Data extracted from a collection
══════════════════════════════
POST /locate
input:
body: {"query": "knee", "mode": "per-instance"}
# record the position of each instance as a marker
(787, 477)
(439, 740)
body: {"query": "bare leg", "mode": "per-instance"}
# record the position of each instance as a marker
══════════════════════════════
▶ _EXERCISE AIM_
All of the data needs to be repeated exactly.

▶ _RESPONSE TO THIS EXERCISE_
POST /locate
input:
body: {"query": "knee", "mode": "per-instance"}
# record the position of each instance as a marker
(787, 477)
(439, 740)
body: {"query": "bare leg", "mode": "per-instance"}
# record the position of each instance as a marker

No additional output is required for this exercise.